- Required work
What lines in the records include the string "white"? Return each one.

- Data for the task
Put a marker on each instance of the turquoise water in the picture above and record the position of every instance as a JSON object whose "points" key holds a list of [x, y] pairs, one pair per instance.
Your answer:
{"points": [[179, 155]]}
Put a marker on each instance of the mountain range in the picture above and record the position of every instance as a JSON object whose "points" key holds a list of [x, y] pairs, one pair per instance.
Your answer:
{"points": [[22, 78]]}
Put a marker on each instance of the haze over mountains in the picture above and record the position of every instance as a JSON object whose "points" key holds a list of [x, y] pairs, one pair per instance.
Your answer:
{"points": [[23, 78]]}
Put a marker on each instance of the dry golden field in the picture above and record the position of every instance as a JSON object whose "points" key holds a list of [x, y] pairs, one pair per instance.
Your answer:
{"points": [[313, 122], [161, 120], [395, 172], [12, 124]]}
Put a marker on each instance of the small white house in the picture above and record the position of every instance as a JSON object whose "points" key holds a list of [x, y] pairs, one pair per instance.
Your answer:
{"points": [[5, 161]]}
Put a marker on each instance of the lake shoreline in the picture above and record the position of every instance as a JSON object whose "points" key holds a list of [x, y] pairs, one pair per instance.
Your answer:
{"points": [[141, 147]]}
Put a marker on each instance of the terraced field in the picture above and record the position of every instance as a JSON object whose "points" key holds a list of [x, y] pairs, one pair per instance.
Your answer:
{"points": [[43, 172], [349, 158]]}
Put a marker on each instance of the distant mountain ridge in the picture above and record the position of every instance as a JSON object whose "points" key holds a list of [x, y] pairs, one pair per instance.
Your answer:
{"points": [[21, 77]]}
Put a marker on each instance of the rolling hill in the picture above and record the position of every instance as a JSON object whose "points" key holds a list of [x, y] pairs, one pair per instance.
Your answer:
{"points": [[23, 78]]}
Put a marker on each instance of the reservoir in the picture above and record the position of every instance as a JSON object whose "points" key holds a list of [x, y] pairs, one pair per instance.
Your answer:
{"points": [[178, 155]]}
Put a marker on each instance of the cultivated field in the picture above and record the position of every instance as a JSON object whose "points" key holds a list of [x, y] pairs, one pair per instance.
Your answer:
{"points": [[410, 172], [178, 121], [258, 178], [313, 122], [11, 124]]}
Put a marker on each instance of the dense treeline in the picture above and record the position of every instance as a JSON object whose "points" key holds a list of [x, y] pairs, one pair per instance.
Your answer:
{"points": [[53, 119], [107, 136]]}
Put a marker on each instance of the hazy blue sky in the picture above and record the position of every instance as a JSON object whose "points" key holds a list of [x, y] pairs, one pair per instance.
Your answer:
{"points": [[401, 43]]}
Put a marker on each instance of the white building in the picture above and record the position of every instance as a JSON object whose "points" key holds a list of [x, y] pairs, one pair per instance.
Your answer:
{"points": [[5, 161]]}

- Exercise result
Put a marker on each instance of the small white house in the picture above and record the position of every instance as a JSON object whose "points" key holds a list of [x, y] pairs, one pair per instance.
Put a marker on each instance of the white building in the picture above and record the position of every instance as a JSON object whose "points" key holds a list of [x, y] pairs, one pair per instance.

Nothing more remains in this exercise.